| Work required |
Start to finish, retype the entries exactly while omitting the pictures.

| Exercise material |
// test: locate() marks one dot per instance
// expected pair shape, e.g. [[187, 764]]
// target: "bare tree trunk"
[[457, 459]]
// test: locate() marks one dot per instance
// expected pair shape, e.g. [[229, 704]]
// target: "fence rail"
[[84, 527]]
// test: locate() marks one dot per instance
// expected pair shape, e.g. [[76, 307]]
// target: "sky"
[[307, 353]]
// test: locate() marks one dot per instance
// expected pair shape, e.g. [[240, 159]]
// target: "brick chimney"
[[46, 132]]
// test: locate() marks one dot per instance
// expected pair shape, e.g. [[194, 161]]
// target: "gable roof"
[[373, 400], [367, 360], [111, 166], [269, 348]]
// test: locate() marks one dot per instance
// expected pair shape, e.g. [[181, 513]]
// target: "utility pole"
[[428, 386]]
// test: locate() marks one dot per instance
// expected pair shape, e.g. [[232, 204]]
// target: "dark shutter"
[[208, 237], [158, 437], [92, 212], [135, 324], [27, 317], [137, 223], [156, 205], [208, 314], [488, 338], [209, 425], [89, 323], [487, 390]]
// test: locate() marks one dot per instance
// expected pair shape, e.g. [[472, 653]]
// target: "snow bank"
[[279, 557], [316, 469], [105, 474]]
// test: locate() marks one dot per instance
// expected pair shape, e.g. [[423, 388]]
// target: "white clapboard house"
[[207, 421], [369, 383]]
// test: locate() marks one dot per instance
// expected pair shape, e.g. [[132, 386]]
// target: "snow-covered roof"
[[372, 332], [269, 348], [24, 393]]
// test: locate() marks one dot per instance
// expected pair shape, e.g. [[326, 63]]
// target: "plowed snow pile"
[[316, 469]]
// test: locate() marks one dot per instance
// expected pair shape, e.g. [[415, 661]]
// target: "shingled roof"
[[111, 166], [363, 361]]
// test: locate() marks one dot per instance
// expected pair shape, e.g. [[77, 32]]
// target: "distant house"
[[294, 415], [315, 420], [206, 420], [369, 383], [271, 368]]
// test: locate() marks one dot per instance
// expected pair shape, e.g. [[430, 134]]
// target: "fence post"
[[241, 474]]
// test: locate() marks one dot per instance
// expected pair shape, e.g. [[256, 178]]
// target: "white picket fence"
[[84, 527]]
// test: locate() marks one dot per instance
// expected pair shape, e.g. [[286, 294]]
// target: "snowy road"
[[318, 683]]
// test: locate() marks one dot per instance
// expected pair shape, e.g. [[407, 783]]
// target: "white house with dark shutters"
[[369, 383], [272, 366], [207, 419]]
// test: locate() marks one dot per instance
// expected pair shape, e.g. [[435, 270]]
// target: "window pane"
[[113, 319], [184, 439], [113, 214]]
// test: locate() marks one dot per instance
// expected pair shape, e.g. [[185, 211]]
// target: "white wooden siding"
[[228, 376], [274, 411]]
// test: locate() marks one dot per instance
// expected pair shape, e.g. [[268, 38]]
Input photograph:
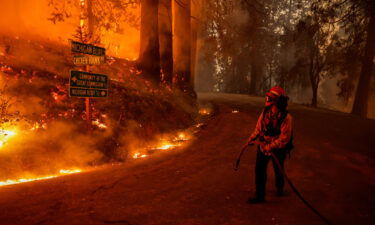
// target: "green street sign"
[[88, 93], [84, 84], [79, 47], [88, 60], [88, 80]]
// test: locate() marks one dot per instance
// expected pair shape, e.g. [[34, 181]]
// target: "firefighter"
[[274, 131]]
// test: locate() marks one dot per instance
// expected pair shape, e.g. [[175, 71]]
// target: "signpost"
[[88, 60], [85, 84], [79, 47]]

| Exercise output |
// test: locate() marks one dot per instance
// expected pair shape, e.g. [[187, 764]]
// target: "bare tree trunk"
[[457, 459]]
// test: locate() marks one dot per instance
// expected pair shape, e.g. [[229, 704]]
// target: "fence rail"
[[84, 527]]
// test: locate() marks one dot per instance
// expected pair shape, e.g. [[76, 307]]
// target: "sky"
[[307, 353]]
// test: locate() marks one dot per instance
// expected pair shape, e.g. [[240, 159]]
// target: "brick chimney"
[[46, 132]]
// test: locate() marks one dot per instance
// expected pair shape, e.g. [[194, 161]]
// target: "gable roof"
[[373, 400], [367, 360], [111, 166], [269, 348]]
// test: locate() marks one dot per instance
// expected pair shape, e.g. [[181, 513]]
// target: "utility pole"
[[428, 386]]
// test: locate() marks one dot per instance
// expected pair shape, e.g. [[232, 204]]
// target: "dark shutter"
[[208, 237], [158, 437], [92, 212], [135, 324], [27, 317], [137, 223], [156, 205], [208, 314], [488, 338], [209, 425], [89, 323], [487, 390]]
// test: locate() marks one dot per instance
// expected pair shape, e.g. [[472, 653]]
// target: "snow bank"
[[279, 557], [316, 469], [105, 474]]
// test: locate() marks one dot per instance
// expected pair shape, e.g. [[423, 388]]
// target: "white clapboard house"
[[207, 421], [369, 383]]
// test: locate() marks one dot per instance
// expected pair shape, e.g. [[132, 386]]
// target: "snow-covered roof"
[[372, 332], [269, 348], [24, 393]]
// test: locate() marks one dot per instance
// expected pair shape, e.g. [[326, 63]]
// target: "plowed snow pile"
[[316, 469]]
// test: locate() marks one dot per instance
// expected pair shape, e.g. [[415, 661]]
// target: "shingled roof"
[[111, 166], [363, 361]]
// test: locate() marks one dot per instance
// expected pair shape, e.g. [[77, 32]]
// target: "distant house"
[[294, 415], [315, 420], [206, 420], [369, 383], [271, 368]]
// test: locate() marks one dot per instance
// expected pair shape, e.g. [[430, 134]]
// target: "fence post"
[[241, 474]]
// test: locate() marks one dot per instance
// expected pair shape, e.g. [[256, 178]]
// target: "white picket fence"
[[84, 527]]
// test: locate() marks one dot per instance
// expected pair shape, e.g. [[286, 294]]
// target: "snowy road"
[[318, 683]]
// test: locate() marks one dot per instance
// expected pair shape, e.g. [[407, 783]]
// target: "white house with dark shutters"
[[369, 383], [272, 366], [207, 419]]
// test: locate() marks one dot per instance
// expected pair shape, e.g. [[435, 270]]
// target: "window pane"
[[113, 319], [184, 439], [113, 214]]
// test: locate() marks one dot per instance
// expected pair shape, e.g. [[185, 211]]
// target: "white wooden siding"
[[228, 376], [274, 411]]
// test: locate() marks one dot per instance
// expected pair shape, e.g. [[268, 38]]
Input photograph:
// target: "green street sign"
[[88, 93], [84, 84], [79, 47], [88, 60], [88, 80]]
// test: locate() marks one dot per instance
// expected pair shape, e.g. [[34, 181]]
// target: "firefighter"
[[274, 131]]
// test: locate() marks one dot per instance
// expected pair shape, e.g. [[175, 71]]
// target: "signpost"
[[88, 60], [85, 84], [79, 47]]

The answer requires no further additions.